→ **Set exercise**
Repeat exactly, and only, the lines from the line containing "form: [73, 5]." through the last line of the records below, including both.

— begin Material provided —

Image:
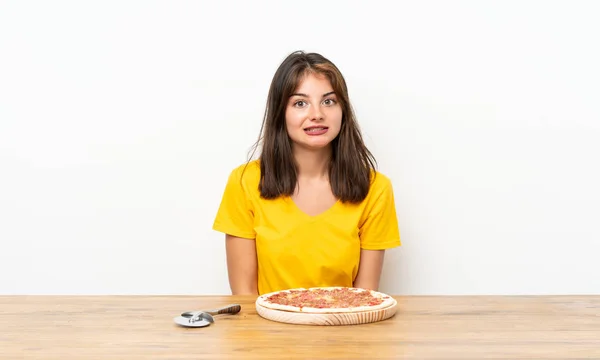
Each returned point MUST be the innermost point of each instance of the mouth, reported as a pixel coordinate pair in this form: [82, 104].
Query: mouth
[316, 130]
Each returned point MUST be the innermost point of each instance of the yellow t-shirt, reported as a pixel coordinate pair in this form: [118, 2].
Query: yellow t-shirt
[297, 250]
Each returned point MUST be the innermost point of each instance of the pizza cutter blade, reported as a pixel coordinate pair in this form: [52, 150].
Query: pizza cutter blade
[185, 321]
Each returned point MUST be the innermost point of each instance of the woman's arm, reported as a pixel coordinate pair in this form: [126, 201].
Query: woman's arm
[242, 265]
[369, 269]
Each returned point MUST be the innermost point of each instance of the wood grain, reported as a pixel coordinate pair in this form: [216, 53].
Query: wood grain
[141, 327]
[351, 318]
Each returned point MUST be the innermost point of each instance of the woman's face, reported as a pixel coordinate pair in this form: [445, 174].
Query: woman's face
[313, 115]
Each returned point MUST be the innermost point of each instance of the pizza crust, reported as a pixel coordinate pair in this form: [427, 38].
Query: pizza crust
[264, 302]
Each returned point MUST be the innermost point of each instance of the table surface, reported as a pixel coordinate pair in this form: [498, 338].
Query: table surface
[425, 327]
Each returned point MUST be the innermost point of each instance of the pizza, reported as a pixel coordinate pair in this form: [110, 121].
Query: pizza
[325, 300]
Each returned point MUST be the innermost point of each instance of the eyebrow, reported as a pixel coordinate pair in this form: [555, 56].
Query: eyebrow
[300, 94]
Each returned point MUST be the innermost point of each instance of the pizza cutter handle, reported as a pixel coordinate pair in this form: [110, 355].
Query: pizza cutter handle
[229, 309]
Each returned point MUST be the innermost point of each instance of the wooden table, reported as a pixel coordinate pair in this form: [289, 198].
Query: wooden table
[142, 327]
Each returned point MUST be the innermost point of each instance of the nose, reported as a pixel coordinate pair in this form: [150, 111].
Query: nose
[315, 113]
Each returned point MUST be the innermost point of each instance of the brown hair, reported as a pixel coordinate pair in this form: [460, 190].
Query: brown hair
[351, 161]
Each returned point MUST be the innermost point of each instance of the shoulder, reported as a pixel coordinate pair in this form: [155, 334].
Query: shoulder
[380, 183]
[246, 175]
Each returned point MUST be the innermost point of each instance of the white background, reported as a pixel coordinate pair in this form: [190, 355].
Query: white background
[121, 120]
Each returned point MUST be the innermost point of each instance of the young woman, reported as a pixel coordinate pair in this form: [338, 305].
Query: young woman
[311, 210]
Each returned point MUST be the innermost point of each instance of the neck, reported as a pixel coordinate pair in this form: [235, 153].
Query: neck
[312, 164]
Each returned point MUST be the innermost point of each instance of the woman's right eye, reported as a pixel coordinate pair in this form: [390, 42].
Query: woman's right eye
[300, 103]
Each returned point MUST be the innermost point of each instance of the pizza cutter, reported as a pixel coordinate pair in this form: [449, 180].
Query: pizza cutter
[204, 318]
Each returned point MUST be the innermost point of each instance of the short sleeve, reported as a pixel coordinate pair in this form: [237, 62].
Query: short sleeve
[379, 230]
[235, 215]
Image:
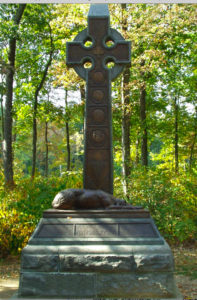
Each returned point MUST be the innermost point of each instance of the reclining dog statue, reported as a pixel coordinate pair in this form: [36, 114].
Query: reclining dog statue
[87, 199]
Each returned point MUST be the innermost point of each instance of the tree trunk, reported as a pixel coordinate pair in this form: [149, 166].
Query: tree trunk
[144, 138]
[67, 131]
[137, 159]
[126, 113]
[193, 143]
[7, 143]
[176, 135]
[46, 150]
[2, 118]
[126, 118]
[83, 98]
[35, 106]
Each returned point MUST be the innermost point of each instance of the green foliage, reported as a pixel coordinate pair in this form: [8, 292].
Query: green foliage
[21, 208]
[170, 198]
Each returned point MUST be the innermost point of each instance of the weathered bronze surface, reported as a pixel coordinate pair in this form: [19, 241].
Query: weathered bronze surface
[98, 159]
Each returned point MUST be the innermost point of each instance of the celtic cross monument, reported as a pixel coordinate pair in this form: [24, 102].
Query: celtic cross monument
[91, 252]
[106, 45]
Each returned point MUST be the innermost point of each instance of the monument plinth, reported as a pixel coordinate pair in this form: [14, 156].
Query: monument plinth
[102, 253]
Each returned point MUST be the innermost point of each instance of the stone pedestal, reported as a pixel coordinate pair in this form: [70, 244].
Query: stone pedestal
[97, 254]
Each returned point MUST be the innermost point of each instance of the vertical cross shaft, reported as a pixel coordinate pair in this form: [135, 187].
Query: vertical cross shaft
[98, 158]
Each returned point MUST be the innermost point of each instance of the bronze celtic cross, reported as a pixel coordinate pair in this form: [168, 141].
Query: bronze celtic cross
[98, 158]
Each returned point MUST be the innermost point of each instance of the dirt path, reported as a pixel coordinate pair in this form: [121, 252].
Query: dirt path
[185, 273]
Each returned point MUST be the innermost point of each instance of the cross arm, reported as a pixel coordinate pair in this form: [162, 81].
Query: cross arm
[76, 53]
[121, 52]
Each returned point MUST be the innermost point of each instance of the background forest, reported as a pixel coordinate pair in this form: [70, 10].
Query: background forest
[42, 115]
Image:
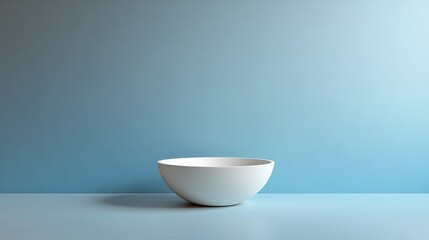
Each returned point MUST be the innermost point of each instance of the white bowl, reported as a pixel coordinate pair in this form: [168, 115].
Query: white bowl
[215, 181]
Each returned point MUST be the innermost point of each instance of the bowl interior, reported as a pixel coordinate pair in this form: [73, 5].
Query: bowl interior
[214, 162]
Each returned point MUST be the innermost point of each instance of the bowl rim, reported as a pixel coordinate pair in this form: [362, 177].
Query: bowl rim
[264, 162]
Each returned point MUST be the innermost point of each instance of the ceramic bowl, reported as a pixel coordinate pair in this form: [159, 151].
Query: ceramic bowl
[216, 181]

— end Material provided —

→ **Exercise response**
Each returned point MUST be the innermost point of each instance of the bowl interior, reported as a pixel coordinate pair in this form: [73, 5].
Query: bowl interior
[214, 162]
Each returned point MUST be the innermost point of each instance of the bowl rim, reported as a pixel coordinate pair in this form: [362, 177].
Query: bowl rim
[264, 162]
Each returned point MUST be the innermost point of each instance of the ceramic bowl, reported as a pixel coordinate pair in this form: [159, 151].
Query: ceramic bowl
[216, 181]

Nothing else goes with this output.